§ Listing
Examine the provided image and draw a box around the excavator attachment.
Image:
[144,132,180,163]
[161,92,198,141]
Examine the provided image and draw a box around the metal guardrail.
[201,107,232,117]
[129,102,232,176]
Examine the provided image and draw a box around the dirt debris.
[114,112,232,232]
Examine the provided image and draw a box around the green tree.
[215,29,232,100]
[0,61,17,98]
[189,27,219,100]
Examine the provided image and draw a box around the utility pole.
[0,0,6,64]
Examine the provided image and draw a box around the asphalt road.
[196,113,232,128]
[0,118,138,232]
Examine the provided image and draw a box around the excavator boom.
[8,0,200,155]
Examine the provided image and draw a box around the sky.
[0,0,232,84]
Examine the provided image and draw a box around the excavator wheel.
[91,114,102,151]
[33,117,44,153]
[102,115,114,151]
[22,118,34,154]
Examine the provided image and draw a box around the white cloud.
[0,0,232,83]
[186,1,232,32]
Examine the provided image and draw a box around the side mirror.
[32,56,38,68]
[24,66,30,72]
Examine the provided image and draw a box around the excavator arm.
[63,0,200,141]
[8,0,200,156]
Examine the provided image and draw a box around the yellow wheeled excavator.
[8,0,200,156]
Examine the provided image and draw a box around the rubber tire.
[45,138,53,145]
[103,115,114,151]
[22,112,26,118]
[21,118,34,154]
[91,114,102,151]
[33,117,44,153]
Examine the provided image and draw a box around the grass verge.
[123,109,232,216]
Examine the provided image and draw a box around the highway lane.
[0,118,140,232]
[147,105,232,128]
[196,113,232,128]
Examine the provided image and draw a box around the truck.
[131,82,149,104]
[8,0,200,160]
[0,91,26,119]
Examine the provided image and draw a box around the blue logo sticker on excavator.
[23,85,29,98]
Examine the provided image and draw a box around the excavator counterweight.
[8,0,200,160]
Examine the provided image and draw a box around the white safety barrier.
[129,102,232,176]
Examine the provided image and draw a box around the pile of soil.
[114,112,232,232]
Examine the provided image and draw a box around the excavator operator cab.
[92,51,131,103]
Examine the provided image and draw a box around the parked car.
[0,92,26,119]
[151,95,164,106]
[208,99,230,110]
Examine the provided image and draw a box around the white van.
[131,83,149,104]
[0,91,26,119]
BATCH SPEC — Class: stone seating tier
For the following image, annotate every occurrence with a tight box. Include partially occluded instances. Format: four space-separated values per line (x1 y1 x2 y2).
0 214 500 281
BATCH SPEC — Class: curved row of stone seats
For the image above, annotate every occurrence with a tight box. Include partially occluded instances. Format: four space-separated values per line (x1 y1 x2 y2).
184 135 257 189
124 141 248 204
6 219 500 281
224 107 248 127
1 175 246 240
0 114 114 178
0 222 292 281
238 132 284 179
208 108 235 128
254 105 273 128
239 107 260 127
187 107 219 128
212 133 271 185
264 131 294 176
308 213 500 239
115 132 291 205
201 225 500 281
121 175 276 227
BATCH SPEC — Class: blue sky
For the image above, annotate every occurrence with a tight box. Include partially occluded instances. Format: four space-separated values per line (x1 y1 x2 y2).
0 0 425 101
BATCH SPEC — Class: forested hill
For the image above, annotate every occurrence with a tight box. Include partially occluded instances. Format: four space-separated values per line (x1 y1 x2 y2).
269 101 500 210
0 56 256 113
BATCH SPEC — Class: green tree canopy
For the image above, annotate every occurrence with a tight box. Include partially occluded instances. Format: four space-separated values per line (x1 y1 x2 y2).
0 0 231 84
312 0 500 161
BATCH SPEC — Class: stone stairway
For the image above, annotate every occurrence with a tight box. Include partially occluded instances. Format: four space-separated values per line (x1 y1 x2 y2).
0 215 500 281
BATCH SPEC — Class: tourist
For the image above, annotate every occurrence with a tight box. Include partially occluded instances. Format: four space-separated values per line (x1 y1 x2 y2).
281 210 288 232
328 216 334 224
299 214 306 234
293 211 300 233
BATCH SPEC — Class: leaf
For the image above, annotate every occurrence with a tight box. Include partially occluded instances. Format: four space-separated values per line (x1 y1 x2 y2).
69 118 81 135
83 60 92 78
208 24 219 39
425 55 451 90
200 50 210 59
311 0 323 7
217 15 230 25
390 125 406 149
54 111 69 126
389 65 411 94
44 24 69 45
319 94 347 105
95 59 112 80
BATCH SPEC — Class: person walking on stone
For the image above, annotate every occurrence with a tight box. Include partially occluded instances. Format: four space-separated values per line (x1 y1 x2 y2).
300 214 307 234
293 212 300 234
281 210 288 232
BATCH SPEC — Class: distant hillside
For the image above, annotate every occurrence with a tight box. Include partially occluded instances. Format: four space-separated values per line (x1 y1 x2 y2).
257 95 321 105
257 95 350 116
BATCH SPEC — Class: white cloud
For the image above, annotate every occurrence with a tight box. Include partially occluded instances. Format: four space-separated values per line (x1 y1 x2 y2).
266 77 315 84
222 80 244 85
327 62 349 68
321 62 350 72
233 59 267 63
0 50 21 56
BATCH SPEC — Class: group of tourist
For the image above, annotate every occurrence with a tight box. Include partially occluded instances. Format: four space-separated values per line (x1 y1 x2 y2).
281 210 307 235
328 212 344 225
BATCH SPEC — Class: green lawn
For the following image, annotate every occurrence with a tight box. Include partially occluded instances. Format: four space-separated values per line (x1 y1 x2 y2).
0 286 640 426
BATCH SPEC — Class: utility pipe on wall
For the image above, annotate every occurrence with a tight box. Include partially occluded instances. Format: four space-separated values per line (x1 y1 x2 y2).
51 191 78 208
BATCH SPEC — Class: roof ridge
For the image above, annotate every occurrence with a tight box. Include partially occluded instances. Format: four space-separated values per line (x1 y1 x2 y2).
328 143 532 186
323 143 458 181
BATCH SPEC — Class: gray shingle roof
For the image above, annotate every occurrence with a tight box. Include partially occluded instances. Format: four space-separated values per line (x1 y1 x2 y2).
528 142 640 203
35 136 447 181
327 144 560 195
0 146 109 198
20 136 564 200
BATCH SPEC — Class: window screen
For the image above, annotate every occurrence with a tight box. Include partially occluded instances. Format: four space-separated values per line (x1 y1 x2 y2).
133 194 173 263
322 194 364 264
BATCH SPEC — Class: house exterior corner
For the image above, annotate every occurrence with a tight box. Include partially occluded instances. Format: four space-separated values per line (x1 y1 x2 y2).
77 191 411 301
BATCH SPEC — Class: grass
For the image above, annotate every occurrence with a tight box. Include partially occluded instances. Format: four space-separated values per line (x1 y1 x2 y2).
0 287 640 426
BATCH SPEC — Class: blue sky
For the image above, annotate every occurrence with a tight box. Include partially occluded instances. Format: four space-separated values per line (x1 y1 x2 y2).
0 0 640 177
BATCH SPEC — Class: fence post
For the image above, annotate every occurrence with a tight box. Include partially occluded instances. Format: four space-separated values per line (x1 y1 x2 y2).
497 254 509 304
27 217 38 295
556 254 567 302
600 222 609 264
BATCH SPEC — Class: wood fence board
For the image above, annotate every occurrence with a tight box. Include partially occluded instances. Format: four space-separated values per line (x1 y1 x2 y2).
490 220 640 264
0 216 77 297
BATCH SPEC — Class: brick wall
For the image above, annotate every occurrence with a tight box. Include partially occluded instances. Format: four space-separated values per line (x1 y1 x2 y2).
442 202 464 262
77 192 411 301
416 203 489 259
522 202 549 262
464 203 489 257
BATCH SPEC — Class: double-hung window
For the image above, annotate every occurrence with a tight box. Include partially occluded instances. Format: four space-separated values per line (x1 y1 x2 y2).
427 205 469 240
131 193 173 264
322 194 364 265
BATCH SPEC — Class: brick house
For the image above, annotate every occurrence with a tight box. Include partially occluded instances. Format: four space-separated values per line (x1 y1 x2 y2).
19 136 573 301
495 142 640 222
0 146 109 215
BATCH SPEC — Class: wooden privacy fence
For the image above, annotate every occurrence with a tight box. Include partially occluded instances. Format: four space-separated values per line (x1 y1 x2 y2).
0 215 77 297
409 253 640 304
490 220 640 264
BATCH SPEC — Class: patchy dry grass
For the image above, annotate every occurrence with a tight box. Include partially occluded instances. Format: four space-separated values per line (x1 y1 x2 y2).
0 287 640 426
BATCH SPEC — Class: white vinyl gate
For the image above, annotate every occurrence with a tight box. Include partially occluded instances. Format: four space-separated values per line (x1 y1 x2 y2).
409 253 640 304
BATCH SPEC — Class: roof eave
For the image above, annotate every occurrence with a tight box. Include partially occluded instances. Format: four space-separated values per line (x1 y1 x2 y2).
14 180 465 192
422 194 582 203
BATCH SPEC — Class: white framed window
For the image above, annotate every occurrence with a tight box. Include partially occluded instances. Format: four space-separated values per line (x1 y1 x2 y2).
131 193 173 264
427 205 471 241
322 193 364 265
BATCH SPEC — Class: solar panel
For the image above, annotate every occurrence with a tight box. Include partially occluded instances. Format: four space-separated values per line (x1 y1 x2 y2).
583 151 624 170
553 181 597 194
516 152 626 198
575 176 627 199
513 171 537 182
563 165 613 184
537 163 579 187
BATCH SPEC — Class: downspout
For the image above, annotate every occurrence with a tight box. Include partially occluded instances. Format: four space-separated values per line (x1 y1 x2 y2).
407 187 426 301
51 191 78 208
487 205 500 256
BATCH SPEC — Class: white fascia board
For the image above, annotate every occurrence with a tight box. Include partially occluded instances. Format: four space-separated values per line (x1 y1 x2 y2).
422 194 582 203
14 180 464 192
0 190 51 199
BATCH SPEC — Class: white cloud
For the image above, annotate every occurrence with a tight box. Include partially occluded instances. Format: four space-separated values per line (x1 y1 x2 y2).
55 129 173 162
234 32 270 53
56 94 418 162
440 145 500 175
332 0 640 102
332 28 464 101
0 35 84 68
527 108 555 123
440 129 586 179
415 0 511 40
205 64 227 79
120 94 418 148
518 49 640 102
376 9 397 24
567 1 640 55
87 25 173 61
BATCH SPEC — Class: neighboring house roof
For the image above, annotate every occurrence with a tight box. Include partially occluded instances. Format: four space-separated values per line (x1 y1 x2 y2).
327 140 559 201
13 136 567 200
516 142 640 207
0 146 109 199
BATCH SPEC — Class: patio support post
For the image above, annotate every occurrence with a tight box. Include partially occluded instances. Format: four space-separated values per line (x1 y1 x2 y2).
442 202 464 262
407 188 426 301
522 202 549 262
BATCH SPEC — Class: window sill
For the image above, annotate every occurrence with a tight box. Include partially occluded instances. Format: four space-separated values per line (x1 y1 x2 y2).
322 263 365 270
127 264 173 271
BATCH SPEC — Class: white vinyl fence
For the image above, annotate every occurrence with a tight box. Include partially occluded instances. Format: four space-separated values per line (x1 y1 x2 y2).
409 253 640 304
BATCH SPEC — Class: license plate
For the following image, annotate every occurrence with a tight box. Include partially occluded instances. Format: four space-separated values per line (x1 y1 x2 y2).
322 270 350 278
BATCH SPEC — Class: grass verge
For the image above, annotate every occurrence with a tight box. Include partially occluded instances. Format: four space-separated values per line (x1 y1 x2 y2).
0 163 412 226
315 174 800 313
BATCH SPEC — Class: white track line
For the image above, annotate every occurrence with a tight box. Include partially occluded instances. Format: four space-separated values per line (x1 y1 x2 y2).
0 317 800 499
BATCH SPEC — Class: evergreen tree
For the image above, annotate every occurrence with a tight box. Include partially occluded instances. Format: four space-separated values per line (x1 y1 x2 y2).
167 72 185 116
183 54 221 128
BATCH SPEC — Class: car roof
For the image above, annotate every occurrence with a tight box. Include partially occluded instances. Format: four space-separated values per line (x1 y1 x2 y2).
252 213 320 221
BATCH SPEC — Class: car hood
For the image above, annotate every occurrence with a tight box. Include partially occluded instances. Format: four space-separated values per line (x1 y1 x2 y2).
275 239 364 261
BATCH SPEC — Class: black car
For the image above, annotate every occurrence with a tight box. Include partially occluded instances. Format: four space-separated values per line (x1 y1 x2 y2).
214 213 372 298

§ Aim of the task
Rewrite the listing lines as a Markdown table with the columns Row and Line, starting at the line containing "Examine the provided image and draw a box around the dirt" and ending at the line containing "[22,118,34,154]", both included. Put a row number under Row and each line's text under Line, and leave out any blank lines.

§ Written solution
| Row | Line |
|---|---|
| 1 | Examine the provided image and draw a box around the dirt debris. |
| 2 | [114,112,232,232] |
| 3 | Examine the provided image and draw a box around the green tree. |
| 4 | [215,29,232,100] |
| 5 | [0,61,17,98] |
| 6 | [189,27,219,100] |
| 7 | Examine the provided image and draw a box around the utility pole. |
| 8 | [0,0,6,64] |
| 9 | Examine the provided image and draw a box around the asphalt road. |
| 10 | [196,113,232,128] |
| 11 | [0,118,138,232] |
| 12 | Examine the provided image and draw a box around the excavator boom. |
| 13 | [8,0,200,155] |
| 14 | Examine the provided image and draw a box around the sky. |
| 15 | [0,0,232,84] |
| 16 | Examine the provided image and draw a box around the excavator wheel. |
| 17 | [91,114,102,151] |
| 18 | [33,117,44,153] |
| 19 | [102,115,114,151] |
| 20 | [22,118,34,154] |